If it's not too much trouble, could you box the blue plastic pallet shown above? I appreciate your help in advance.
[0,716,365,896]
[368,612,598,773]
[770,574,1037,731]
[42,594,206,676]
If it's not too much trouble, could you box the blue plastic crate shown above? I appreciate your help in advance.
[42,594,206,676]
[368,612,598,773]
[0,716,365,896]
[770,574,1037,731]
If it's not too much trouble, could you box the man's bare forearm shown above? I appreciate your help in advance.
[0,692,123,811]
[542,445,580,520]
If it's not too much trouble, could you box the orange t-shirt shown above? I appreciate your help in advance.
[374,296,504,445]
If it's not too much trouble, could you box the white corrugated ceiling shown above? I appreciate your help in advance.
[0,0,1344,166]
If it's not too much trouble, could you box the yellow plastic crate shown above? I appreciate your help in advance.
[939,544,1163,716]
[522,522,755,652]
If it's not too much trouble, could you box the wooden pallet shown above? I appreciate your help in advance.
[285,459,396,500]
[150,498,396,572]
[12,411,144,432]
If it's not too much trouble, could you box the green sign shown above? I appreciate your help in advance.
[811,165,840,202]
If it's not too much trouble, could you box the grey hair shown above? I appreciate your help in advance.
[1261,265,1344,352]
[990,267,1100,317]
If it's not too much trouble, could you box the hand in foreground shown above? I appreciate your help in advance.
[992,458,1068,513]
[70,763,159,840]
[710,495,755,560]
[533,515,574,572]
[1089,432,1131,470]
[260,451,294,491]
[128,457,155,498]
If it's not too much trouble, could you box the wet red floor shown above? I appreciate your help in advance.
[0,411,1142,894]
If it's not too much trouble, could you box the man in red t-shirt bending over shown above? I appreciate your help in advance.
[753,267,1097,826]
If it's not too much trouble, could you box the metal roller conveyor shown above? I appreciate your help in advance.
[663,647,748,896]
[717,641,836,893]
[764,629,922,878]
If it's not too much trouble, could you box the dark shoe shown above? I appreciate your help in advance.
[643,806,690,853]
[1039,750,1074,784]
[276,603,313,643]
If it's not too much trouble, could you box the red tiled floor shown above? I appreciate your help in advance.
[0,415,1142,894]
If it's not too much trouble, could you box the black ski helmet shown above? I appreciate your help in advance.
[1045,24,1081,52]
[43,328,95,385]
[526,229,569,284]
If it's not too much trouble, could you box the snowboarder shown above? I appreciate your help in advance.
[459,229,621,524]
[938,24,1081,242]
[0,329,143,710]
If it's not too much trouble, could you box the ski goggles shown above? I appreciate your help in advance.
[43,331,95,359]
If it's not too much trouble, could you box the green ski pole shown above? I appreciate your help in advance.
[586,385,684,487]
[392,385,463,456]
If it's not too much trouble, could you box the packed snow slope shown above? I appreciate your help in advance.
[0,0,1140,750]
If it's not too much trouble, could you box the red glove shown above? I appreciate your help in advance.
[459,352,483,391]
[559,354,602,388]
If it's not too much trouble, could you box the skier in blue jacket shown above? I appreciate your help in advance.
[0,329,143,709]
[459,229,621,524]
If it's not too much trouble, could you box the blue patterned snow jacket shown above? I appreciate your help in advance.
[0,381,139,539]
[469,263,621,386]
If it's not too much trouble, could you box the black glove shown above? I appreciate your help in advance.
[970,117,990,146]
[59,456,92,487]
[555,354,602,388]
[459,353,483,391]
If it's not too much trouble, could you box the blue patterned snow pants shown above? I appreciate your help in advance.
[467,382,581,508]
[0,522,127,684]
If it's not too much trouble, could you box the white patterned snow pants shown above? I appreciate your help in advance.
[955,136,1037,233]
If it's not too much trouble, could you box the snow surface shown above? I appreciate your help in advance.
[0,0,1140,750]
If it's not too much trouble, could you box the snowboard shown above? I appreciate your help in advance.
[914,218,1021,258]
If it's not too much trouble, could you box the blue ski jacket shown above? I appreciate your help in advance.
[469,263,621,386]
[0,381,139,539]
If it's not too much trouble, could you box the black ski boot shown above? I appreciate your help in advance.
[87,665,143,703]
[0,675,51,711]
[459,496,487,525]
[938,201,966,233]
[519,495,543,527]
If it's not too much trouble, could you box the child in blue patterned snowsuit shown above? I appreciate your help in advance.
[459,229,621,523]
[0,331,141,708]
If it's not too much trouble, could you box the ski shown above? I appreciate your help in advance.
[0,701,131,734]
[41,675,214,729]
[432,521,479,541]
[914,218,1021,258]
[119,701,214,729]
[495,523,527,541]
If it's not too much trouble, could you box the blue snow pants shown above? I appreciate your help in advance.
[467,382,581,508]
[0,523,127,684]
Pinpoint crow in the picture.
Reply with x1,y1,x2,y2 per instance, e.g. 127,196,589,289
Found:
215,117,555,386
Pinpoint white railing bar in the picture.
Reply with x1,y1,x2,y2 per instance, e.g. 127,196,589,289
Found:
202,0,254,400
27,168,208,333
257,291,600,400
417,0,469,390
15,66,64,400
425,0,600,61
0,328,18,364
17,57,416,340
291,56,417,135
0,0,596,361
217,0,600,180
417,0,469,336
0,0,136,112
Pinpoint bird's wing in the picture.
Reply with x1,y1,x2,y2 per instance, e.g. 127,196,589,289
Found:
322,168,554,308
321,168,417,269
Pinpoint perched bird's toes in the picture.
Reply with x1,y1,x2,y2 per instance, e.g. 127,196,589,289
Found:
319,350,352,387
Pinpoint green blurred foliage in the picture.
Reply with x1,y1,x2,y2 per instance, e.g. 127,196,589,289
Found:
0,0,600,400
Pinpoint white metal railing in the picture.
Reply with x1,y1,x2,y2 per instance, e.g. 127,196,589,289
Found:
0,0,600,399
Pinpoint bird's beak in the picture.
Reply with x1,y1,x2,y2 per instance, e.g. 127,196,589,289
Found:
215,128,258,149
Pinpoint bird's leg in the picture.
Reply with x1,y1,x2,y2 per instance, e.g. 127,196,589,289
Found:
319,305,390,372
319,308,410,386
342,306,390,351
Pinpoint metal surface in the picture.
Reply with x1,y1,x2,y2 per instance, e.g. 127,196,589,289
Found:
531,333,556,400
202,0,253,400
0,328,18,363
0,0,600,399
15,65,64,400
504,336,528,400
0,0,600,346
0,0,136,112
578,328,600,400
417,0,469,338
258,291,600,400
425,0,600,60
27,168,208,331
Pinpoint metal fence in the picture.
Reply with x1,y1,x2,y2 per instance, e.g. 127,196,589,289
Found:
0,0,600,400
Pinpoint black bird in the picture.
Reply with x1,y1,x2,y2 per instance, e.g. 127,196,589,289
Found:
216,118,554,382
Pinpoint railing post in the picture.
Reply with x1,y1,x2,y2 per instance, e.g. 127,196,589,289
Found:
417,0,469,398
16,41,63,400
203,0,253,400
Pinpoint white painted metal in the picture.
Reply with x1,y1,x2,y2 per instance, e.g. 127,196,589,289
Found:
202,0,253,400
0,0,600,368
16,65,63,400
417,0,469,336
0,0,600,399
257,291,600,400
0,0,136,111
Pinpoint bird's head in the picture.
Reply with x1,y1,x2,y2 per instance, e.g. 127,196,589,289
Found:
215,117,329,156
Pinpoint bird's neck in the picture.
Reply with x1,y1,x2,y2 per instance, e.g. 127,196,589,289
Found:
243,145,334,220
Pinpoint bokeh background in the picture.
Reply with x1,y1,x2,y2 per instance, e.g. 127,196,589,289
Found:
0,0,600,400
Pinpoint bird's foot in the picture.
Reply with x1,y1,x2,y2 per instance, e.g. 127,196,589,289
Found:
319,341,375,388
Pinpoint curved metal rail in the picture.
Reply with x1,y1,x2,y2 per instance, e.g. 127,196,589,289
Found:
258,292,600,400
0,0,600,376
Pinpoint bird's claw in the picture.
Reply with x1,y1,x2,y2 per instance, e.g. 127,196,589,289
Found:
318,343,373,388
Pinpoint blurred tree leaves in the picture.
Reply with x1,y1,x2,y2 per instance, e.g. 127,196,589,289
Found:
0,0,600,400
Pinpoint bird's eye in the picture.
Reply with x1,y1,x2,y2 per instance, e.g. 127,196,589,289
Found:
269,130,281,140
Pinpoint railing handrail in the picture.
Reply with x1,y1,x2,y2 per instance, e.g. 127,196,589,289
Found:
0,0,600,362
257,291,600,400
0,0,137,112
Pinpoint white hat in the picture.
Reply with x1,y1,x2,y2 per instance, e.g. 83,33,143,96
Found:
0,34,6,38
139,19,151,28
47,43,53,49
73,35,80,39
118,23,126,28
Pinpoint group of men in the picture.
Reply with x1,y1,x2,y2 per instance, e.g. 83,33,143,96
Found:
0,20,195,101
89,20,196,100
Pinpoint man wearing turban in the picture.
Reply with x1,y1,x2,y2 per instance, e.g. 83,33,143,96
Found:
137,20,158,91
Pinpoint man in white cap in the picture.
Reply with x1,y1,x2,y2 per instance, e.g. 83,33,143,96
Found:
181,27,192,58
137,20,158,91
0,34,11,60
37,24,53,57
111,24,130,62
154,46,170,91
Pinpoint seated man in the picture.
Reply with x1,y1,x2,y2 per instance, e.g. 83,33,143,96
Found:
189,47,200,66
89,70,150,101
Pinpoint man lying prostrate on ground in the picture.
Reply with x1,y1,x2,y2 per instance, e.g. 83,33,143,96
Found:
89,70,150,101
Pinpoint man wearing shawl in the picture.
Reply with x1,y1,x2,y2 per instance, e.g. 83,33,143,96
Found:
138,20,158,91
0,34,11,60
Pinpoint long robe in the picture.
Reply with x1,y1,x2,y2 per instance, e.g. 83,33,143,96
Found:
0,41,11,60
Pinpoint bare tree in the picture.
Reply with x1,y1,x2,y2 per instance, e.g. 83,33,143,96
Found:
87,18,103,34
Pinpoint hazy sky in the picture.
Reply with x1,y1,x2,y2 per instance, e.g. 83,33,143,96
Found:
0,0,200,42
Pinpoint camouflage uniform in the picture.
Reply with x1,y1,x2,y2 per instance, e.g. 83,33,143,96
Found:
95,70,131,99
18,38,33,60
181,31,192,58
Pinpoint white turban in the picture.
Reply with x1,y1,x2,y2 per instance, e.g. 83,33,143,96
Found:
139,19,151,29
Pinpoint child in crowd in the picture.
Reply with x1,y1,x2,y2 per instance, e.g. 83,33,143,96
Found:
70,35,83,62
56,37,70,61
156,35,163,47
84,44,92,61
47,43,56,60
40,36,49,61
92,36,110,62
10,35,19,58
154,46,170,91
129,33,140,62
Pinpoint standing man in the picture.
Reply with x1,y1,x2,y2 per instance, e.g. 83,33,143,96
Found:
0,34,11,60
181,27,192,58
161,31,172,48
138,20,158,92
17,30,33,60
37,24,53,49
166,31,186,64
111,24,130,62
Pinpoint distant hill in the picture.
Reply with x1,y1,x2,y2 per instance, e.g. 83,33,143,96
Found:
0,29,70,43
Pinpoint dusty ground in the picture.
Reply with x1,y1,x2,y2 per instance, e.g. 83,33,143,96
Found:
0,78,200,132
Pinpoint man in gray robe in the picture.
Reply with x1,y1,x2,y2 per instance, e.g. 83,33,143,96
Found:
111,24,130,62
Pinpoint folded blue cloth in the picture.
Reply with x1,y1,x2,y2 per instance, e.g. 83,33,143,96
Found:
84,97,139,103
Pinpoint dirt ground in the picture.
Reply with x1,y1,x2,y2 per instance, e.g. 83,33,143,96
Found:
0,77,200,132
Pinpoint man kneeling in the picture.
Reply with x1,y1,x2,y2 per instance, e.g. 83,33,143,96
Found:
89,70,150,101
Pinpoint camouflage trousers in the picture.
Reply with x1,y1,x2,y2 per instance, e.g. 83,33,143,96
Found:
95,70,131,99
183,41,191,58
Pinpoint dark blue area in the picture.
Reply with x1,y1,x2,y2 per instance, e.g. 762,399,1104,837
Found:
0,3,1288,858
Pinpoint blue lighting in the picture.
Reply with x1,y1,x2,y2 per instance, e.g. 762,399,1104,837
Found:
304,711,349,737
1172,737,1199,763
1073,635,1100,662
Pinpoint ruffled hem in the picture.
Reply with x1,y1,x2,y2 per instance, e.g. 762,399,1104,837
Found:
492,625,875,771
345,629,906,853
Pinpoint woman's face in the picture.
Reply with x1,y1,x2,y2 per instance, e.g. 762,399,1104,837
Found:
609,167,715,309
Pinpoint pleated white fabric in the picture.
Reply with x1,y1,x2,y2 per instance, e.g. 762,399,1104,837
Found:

**Set exercise**
Rewrite the records from the line with "Pinpoint bird's claw in the picture." up to and including the line with "89,20,196,100", putting "Locate" wherever "Pinpoint" appears and keeping everything else unchanged.

**Exercise response**
Locate bird's claw in the picture.
Reply with x1,y1,x2,y2 per instance, e.g. 127,196,589,289
Found:
318,343,373,388
Locate blurred tree leaves in the picture.
Reply with x1,y1,x2,y2 per instance, e.g. 127,196,589,289
Found:
0,0,600,400
Locate bird's eye in the picture.
Reply with x1,y1,x2,y2 per instance, e.g. 127,196,589,289
Found:
269,130,281,140
Locate railing handrail in the picture.
Reply with x1,y1,x2,y2 per instance, e.g. 127,196,589,289
Found:
0,0,600,362
257,291,600,400
0,0,137,112
Locate white hat in the picture.
Reply with x1,y1,x2,y2 per instance, e.g. 83,33,143,96
Found:
0,34,6,38
139,19,151,28
47,43,53,49
73,35,80,39
118,23,126,28
Locate group of men in the picture.
Reply with x1,y1,x2,y2 per instance, e.g. 83,33,143,96
Found:
0,20,195,101
89,20,196,100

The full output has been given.